[REQUIREMENT]: Copy the part of the text about the expression gon go dou dan that begins at the words "It was in the" and stops after "in the face.". Switch "kyuushoku" to "lunch" as you copy it.

[SUPPLIED TEXT]:
ごん ご どう だん
gon go dou dan
Today on "The Occasional Yo-ji" we have a failure of language. Literally. The kanji could be translated as "the failure of the methods of language."
3. Offensive to a point that defies encapsulation in words
I learned this one and had the opportunity to use it almost immediately. I was told that this is what you say to someone who does something really bad, when they violate one of the するわけにはいかない rules. When they do something that's forbidden based on societal rules... something that a person KNOWS that they shouldn't do, and yet they do it anyway. When I learned the するわけには行かない construction, Nirav's example was: クラスの前に先生の間違えを正すわけには行かない。 You don't correct the teacher's mistakes in front of the class. That may be true, especially here, but it's not quite so severe a situation that you'd say 言語道断. The lucky opportunity I stumbled across was this one: クラスの前に先生の顔を殴るわけには行かない。 You don't punch your teacher in the face in front of the class. THAT'S 言語道断 right there.
It was in the middle of kyuushoku with an elementary school student, and man, I could've understood it or forgiven it, if it had been during like, rough-housing time (2:30-3:15). But he was eating, I was eating... across the room. He got up, walked over to where I was sitting, looked at me, and then punched me, close-fisted square in the face.
In his defense, he is a first-grader.
In my defense, I've seen my co-workers at middle-school get punched in the face too many times to let that kind of behavior go un-yelled at.
You! Your wife is at the hospital, birthing a baby. You're getting wasted with your idiot gaijin friends! That's inexcusable!

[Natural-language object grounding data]
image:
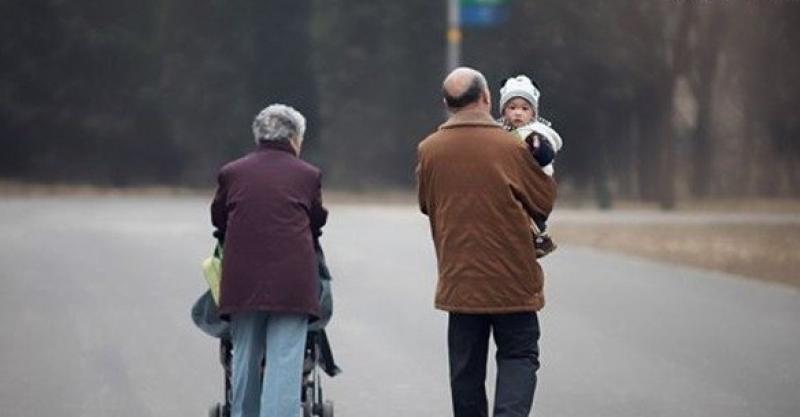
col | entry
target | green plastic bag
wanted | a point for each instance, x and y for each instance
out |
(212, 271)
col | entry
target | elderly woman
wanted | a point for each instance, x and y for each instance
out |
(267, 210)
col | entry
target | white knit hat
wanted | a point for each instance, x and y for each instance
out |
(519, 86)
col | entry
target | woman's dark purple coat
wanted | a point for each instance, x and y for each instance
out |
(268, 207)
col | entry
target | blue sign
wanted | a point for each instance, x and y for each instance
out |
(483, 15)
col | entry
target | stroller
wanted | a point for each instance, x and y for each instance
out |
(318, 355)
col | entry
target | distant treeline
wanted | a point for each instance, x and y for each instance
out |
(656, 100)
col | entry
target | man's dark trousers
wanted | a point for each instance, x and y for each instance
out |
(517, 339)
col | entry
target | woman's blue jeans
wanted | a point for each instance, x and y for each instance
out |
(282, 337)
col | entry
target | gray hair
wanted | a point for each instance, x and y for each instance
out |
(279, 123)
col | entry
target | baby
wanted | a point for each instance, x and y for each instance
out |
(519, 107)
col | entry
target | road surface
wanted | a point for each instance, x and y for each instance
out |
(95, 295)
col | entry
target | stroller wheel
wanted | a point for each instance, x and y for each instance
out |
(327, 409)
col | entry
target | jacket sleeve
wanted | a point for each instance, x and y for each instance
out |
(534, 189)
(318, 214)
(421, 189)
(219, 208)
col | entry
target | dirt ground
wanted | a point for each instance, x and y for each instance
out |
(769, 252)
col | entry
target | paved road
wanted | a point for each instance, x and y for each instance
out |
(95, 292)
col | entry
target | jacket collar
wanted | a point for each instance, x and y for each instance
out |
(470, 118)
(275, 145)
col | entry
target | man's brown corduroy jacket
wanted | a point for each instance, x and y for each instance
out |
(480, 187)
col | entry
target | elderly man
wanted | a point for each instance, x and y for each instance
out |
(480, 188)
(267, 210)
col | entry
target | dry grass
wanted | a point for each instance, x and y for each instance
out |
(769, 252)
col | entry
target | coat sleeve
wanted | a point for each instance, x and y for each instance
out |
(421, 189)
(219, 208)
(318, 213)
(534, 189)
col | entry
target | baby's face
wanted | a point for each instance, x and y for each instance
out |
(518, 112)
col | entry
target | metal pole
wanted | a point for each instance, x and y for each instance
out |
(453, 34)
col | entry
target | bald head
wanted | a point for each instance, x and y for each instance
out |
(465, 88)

[SOLUTION]:
It was in the middle of lunch with an elementary school student, and man, I could've understood it or forgiven it, if it had been during like, rough-housing time (2:30-3:15). But he was eating, I was eating... across the room. He got up, walked over to where I was sitting, looked at me, and then punched me, close-fisted square in the face.